- **Task material**
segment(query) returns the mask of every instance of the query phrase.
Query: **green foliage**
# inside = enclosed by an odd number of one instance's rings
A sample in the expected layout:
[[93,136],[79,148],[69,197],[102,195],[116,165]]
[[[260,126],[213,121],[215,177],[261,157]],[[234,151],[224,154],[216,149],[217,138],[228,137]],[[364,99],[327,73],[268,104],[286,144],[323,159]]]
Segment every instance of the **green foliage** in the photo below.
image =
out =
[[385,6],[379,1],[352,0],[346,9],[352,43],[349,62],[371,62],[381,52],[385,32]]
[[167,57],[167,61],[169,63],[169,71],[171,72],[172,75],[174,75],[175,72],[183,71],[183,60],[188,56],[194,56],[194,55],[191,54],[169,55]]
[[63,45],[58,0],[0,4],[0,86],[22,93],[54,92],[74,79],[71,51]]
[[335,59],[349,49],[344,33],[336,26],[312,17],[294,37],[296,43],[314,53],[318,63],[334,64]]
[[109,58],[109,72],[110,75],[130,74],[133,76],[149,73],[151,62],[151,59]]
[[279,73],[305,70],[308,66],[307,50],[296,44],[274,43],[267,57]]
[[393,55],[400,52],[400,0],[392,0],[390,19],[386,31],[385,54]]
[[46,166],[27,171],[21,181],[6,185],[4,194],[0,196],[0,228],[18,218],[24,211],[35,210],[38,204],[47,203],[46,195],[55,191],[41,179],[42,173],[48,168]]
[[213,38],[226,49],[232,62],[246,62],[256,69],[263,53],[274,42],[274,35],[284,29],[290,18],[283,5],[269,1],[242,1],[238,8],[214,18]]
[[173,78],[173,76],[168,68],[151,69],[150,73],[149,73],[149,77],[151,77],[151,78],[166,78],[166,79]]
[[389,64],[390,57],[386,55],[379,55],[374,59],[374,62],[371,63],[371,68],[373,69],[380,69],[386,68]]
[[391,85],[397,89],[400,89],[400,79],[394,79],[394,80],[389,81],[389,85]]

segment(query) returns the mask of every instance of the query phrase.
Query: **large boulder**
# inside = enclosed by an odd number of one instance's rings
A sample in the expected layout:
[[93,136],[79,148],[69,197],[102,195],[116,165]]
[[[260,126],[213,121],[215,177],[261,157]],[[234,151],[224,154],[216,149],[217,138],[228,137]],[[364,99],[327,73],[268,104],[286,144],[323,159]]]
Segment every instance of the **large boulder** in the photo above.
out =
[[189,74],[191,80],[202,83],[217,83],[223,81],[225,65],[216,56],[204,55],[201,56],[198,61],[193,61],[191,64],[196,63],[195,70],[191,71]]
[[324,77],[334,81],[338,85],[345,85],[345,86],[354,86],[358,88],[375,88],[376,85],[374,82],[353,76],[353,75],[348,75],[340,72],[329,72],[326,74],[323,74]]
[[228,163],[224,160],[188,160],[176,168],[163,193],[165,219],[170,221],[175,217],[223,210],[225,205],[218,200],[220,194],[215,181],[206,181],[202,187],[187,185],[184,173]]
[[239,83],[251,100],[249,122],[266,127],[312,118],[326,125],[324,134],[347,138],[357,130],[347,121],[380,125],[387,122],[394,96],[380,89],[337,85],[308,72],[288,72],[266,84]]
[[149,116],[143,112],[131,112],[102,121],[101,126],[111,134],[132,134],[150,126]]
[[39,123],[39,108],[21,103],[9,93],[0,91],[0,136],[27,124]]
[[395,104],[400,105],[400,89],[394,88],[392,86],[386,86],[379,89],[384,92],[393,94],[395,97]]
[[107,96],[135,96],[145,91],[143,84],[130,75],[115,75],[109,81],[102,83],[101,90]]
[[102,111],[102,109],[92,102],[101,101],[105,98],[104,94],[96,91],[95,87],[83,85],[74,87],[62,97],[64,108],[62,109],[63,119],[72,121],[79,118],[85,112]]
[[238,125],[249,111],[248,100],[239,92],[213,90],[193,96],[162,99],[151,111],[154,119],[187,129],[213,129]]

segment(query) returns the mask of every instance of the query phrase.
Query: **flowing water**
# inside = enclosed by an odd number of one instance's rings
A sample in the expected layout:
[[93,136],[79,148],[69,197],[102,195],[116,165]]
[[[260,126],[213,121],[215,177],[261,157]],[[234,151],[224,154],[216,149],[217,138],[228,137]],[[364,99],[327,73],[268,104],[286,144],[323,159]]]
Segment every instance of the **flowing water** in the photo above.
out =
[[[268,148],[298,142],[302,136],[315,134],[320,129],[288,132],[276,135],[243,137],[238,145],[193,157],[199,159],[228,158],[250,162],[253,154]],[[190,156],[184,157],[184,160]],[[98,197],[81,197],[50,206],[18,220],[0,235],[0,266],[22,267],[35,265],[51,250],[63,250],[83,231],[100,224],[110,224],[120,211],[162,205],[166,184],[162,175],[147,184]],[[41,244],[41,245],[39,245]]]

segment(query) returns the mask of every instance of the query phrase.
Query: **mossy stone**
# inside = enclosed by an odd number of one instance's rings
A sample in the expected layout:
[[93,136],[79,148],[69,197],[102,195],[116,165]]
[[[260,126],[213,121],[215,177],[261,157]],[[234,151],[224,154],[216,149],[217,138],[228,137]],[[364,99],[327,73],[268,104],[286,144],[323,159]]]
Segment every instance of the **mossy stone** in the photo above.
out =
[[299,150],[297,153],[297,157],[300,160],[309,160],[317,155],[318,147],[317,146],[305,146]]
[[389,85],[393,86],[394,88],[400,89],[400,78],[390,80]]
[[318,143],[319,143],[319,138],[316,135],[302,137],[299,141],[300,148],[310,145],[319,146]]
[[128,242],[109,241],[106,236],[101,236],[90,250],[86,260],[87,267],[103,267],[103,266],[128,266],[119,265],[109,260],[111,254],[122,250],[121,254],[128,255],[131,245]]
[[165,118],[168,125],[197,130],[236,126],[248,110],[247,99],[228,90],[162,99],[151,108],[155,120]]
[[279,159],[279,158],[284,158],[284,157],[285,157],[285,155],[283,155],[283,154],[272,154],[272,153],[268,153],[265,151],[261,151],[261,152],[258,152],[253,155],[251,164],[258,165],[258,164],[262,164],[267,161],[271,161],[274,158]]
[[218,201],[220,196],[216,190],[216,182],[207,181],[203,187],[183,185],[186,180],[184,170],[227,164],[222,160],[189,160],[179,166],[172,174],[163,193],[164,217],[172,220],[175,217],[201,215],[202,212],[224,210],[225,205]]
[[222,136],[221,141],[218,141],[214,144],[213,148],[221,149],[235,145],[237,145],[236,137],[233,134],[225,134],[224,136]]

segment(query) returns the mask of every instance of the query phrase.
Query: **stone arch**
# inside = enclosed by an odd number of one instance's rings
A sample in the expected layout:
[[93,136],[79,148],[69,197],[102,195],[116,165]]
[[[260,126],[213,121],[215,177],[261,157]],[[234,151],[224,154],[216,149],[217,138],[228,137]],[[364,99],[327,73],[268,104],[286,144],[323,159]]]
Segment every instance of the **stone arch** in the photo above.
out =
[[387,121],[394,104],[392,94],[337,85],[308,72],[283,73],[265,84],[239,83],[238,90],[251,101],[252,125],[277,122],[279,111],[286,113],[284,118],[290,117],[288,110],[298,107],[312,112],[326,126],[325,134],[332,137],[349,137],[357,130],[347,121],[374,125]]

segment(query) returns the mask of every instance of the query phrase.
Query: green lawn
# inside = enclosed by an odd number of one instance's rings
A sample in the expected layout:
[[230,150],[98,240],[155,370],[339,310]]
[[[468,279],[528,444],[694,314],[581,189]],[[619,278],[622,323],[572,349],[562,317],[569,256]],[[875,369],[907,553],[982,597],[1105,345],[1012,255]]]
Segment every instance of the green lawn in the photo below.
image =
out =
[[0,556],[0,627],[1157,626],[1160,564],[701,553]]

- **What the task requires**
Only the lines from the one holding "Segment every instance of the green" to the end of the material are wanted, each transcribed exactly.

- **Response box**
Segment every instance of the green lawn in the photo below.
image =
out =
[[0,556],[0,627],[1157,626],[1160,564],[701,553]]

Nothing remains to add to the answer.